Dear Readers,
Welcome to Mentor
for Bank Exams. Here I have brought to you the most commonly used terms
in banking. The terms will be helpful to improve your knowledge in banking. It
is also expected to appear many questions in upcoming banking exams.
Current Policy Rates
|
|
Bank Rate
|
6.75%
|
Repo Rate
|
6.25%
|
Reverse Repo Rate
|
6%
|
Marginal standing
facility (MSF)
|
6.75%
|
Cash Reserve Ratio
(CRR)
|
4%
|
Statutory
Liquidity Ratio (SLR)
|
20.0%
|
Basis points: A
basis point is a unit of measure used in finance. 1% point = 100 basis point.
Bank Rate: It is
the rate at which commercial banks can borrow money from the reserve bank of
India.
It is used to control
liquidity into the market. It can also be referred as discount rate.
Current Bank rate on 7th
June, 2017 is 6.75%.
Liquidity adjustment
facility (LAF): It
is a policy tool which helps banks to adjust their day to day liquidity
mismatches.
It consists of repo and
reverses repo operations. The definition of repo and reverse repo are as
follows:
Repo Rate: Whenever
the banks have any shortage of funds they can borrow it form RBI.
Banks sell their
securities, financial assets to the RBI with an agreement to repurchase them at
a pre-determined price in some future date. So, these transactions are called
repurchase agreements.
Repo rate is the rate at
which a central bank lends money to commercial banks. If repo rate is high then
borrowing from RBI becomes more expensive.
Current Repo rate on 7th
June, 2017 is 6.25%.
NOTE: Both the repo rate and Bank
rate is used to control liquidity into the market. Both are the rate of
interest that a central bank charges for lending purposes. The only difference
between them is repo rate is used for short term lending purposes (period
ranging from 2 to 90 days) while the bank rate is used for long term lending
purposes (above 90 days).

§ §

List every rate in the banking terms page's "Current Policy Rates" table, with its value.

# [Information shown]
§ §

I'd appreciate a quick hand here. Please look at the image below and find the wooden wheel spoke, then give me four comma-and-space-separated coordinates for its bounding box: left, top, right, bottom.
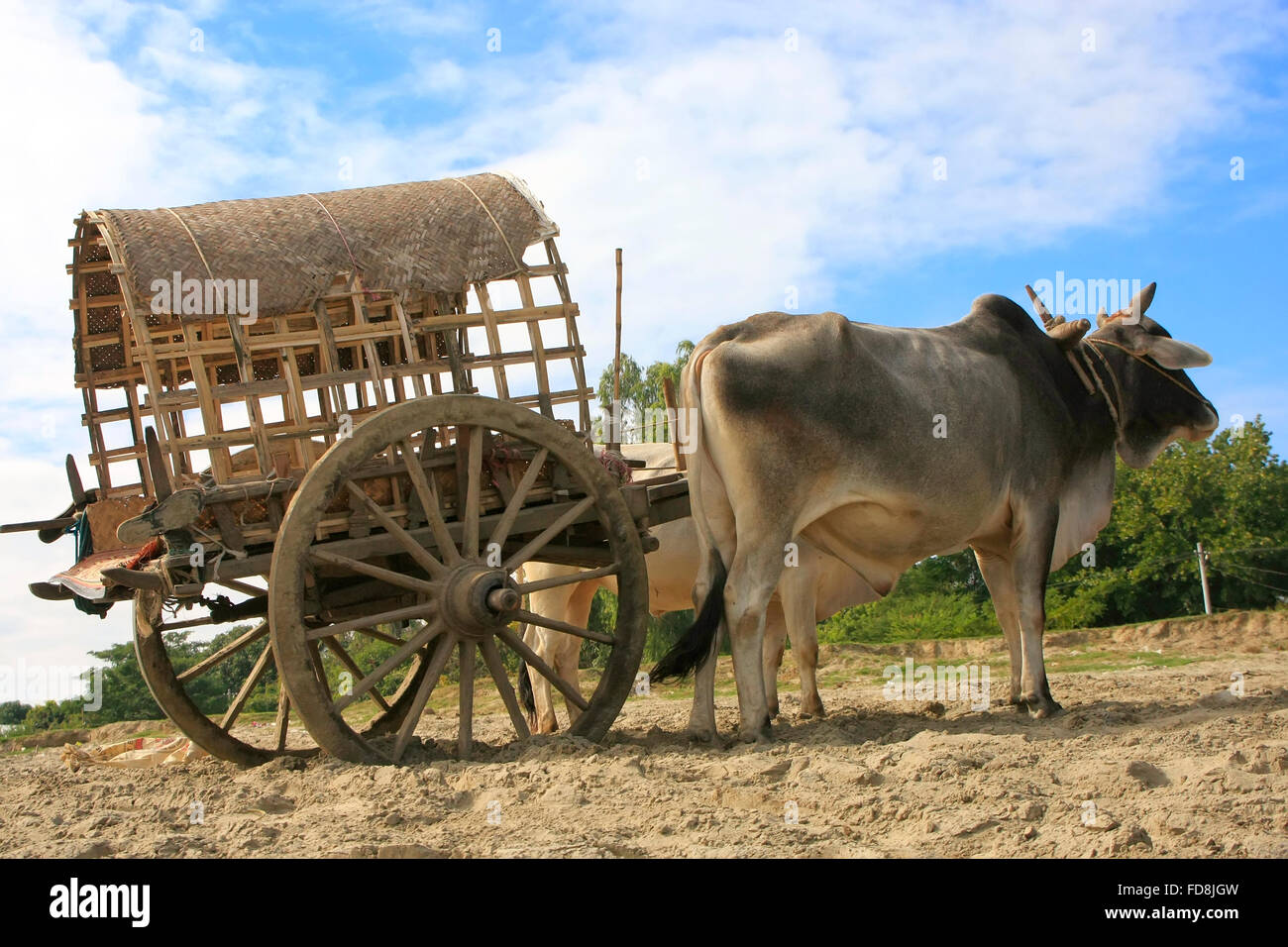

§ §

# [Final result]
- Bank Rate: 6.75%
- Repo Rate: 6.25%
- Reverse Repo Rate: 6%
- Marginal standing facility (MSF): 6.75%
- Cash Reserve Ratio (CRR): 4%
- Statutory Liquidity Ratio (SLR): 20.0%